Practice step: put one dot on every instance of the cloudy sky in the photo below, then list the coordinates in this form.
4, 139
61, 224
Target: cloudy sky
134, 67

TASK OBJECTIVE:
Can you write out every line of the items above, word for word?

OUTPUT OF THE TASK:
Practice step: put one dot on every instance of the cloudy sky in the photo below, then list the coordinates in this form.
4, 139
61, 224
Target: cloudy sky
134, 67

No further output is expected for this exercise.